■ **WHAT TO DO**: Can you output the rows below unchanged, from the line with "Should you be willing to segment every instance of the dirt" up to and including the line with "406L27 447L261 421L256", and nothing else?

■ **RECORDS FOR THE EXERCISE**:
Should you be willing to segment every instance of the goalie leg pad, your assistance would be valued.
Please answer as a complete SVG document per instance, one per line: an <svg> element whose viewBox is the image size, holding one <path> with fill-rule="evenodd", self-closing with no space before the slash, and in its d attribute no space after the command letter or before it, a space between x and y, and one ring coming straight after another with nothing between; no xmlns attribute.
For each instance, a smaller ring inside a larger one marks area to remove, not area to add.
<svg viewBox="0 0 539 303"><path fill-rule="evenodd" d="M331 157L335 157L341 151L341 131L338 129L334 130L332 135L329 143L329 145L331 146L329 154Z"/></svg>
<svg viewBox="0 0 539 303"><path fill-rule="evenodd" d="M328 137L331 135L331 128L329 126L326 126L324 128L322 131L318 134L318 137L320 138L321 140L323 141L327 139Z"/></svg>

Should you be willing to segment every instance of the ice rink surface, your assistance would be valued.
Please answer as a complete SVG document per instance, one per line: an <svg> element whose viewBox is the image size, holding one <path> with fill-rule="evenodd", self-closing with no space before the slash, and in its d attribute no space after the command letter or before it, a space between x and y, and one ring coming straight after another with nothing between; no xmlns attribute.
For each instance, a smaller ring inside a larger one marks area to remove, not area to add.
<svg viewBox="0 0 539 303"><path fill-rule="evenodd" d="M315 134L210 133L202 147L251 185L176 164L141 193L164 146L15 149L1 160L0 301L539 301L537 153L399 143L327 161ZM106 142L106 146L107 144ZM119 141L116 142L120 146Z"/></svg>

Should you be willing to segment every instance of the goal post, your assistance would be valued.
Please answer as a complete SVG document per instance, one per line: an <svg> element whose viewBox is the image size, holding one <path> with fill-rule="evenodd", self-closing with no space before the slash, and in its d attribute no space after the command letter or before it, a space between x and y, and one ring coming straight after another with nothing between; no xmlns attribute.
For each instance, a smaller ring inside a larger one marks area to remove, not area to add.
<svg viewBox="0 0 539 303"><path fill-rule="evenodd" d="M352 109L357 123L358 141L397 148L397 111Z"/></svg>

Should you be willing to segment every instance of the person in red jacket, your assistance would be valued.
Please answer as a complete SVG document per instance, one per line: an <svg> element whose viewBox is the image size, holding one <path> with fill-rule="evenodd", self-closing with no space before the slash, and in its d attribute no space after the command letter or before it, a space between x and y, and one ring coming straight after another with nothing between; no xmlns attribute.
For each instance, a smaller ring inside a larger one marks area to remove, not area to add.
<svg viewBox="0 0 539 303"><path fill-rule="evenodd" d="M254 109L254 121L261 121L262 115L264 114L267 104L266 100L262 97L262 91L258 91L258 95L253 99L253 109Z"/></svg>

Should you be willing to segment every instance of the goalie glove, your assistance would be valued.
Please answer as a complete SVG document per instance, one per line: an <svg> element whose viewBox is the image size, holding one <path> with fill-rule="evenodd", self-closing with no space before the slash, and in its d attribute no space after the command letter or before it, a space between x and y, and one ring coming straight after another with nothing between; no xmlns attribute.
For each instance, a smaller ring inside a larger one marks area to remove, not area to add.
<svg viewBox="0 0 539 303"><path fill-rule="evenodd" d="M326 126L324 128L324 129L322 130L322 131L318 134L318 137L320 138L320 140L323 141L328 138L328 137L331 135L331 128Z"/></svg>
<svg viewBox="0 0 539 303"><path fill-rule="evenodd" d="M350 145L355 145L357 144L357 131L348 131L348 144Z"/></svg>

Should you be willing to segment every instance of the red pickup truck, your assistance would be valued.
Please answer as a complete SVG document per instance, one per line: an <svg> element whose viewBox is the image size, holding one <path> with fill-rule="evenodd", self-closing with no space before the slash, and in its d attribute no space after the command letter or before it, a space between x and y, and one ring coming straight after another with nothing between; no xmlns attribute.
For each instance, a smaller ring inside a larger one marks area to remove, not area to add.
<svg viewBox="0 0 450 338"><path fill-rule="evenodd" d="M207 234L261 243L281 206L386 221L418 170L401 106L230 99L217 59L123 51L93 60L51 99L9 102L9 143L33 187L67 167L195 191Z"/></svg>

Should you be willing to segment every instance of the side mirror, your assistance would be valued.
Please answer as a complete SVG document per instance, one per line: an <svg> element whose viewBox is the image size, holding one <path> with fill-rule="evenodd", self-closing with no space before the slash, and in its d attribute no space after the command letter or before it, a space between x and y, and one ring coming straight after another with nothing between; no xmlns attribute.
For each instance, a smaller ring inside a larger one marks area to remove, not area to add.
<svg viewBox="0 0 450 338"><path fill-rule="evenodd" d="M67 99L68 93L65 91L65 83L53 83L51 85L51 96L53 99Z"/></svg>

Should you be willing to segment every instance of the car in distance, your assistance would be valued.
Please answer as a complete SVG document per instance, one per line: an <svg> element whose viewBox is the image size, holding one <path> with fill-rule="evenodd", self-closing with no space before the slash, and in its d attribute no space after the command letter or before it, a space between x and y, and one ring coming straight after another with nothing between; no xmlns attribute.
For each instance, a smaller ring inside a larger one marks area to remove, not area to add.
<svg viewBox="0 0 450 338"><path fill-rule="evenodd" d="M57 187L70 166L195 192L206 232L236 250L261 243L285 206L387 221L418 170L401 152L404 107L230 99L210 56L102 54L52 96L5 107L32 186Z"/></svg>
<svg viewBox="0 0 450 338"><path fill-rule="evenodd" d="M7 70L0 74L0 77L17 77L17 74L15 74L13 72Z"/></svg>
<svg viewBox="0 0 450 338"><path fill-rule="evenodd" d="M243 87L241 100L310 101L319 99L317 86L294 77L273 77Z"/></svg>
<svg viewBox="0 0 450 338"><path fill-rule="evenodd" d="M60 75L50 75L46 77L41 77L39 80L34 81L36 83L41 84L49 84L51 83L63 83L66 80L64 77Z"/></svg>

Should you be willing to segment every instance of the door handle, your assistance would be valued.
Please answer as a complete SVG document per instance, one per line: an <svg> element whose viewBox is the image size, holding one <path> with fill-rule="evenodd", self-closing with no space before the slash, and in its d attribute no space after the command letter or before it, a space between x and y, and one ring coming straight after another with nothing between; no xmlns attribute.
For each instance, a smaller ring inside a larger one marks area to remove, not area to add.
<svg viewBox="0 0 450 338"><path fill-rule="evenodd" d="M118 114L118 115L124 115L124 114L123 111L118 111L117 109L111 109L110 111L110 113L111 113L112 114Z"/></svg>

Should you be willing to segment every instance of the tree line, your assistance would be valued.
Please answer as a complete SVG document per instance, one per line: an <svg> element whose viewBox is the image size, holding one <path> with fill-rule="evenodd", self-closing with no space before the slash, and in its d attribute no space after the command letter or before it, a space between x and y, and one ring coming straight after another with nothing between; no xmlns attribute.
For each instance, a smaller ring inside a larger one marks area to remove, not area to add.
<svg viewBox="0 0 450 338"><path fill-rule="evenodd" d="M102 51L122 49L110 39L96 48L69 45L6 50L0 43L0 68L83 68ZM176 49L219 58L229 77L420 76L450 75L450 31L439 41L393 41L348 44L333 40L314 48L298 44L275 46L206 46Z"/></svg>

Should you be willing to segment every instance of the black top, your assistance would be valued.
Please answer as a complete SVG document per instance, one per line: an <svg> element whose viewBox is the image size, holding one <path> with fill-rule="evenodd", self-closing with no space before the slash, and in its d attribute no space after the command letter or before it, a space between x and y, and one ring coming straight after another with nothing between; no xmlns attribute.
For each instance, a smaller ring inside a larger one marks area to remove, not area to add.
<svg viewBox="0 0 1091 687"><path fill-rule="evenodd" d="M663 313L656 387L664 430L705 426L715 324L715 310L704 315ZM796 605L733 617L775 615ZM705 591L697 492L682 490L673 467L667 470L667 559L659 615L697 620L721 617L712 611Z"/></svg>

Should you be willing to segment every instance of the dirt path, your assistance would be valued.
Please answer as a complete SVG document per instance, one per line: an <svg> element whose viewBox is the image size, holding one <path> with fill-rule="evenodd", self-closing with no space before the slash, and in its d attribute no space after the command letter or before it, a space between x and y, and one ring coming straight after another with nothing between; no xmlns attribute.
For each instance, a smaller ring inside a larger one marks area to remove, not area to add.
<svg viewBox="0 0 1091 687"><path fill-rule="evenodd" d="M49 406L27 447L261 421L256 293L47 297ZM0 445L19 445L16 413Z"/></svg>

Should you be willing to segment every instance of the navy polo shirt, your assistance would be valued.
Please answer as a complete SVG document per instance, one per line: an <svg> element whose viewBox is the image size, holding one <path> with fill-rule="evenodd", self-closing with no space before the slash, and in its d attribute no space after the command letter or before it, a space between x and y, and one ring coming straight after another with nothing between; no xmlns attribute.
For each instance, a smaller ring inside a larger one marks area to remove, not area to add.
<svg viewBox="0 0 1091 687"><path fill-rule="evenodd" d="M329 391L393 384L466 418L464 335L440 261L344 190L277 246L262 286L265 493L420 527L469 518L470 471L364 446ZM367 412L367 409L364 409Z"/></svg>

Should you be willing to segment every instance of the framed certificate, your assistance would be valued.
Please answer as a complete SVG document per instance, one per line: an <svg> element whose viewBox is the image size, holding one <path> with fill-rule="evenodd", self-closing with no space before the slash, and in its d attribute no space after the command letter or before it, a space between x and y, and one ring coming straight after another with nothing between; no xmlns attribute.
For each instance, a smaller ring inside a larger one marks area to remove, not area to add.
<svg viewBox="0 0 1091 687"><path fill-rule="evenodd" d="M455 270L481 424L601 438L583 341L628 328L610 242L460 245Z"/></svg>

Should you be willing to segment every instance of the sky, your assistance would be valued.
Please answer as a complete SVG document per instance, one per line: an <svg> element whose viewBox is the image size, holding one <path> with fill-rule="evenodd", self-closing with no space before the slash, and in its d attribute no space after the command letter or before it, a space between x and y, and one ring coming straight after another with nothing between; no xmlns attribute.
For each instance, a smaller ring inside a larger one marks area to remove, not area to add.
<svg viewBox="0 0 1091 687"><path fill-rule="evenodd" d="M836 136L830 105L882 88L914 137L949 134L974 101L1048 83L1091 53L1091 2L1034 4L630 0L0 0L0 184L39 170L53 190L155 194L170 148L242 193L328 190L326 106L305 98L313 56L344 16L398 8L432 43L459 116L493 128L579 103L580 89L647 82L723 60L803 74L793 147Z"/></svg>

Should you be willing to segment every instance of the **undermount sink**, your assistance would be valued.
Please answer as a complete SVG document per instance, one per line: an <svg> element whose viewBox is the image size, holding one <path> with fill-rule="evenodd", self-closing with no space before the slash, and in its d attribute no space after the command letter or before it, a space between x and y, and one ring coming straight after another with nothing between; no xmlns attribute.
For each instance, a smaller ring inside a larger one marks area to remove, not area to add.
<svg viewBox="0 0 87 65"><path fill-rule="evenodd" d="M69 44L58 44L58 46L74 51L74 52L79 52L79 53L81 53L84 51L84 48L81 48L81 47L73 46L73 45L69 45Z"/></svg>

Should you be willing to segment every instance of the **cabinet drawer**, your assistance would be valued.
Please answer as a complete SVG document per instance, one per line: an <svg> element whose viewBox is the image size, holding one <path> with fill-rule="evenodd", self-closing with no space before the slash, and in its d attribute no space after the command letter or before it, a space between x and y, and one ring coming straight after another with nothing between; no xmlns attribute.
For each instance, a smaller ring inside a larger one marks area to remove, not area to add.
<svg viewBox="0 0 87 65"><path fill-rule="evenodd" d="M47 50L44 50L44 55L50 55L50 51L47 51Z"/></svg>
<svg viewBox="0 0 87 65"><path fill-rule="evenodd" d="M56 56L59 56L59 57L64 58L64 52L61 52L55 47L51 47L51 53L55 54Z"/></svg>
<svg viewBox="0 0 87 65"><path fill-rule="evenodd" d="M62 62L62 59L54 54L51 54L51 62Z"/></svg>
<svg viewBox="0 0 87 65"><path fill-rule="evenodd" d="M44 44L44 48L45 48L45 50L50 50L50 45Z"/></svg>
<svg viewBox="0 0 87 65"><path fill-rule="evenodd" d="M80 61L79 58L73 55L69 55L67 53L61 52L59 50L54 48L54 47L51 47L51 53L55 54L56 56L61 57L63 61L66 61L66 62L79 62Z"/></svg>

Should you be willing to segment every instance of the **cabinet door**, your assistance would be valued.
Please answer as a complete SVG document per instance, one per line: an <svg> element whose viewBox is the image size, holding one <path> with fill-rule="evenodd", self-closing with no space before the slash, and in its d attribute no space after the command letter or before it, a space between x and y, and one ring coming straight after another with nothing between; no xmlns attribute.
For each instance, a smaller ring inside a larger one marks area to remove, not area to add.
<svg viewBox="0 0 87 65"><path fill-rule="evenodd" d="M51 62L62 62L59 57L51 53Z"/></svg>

■ **OUTPUT BELOW**:
Should you be willing to segment every instance of the dirt path, your assistance would be valued.
Please answer as a complete SVG document per instance, one per line: an <svg> element whose viewBox is the image size, holding one <path> with fill-rule="evenodd", self-closing with no space before the slash, and in its d attribute no space after the command letter or before it, a space between x and y, and one ring coming straight after another with nothing between; no xmlns attribute.
For each instance, a smaller ring inside a larger one marks area to remove, not area to add.
<svg viewBox="0 0 1091 687"><path fill-rule="evenodd" d="M49 406L27 447L261 421L256 293L47 297ZM0 445L19 445L16 413Z"/></svg>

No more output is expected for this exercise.